- **PROBLEM DETAILS**:
Reproduce the data below word for word, omitting the pictures.

- **LISTED RECORDS**:
>>>>>
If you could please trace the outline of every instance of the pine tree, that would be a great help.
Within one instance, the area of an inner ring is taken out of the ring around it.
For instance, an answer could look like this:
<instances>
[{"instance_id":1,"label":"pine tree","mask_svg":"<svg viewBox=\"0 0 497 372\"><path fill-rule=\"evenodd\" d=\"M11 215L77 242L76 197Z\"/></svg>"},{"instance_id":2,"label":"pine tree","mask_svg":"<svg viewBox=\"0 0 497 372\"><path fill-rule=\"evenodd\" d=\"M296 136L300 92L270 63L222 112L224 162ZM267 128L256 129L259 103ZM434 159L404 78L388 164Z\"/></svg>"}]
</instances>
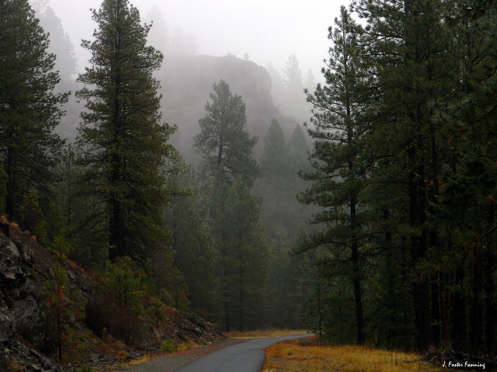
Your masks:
<<<<<
- **ANSWER TO THIS EXERCISE**:
If you could please trace the outline of every instance of the pine tree, that would be a great help.
Within one instance, the area of an inner ring is taken out of the ring around it.
For instance, an answer could look like this:
<instances>
[{"instance_id":1,"label":"pine tree","mask_svg":"<svg viewBox=\"0 0 497 372\"><path fill-rule=\"evenodd\" d=\"M11 215L77 242L76 197Z\"/></svg>"},{"instance_id":2,"label":"pine tree","mask_svg":"<svg viewBox=\"0 0 497 372\"><path fill-rule=\"evenodd\" d=\"M296 136L300 92L270 63L222 112L224 162ZM267 128L256 129L259 103ZM434 159L404 78L388 164Z\"/></svg>"}]
</instances>
Your masks:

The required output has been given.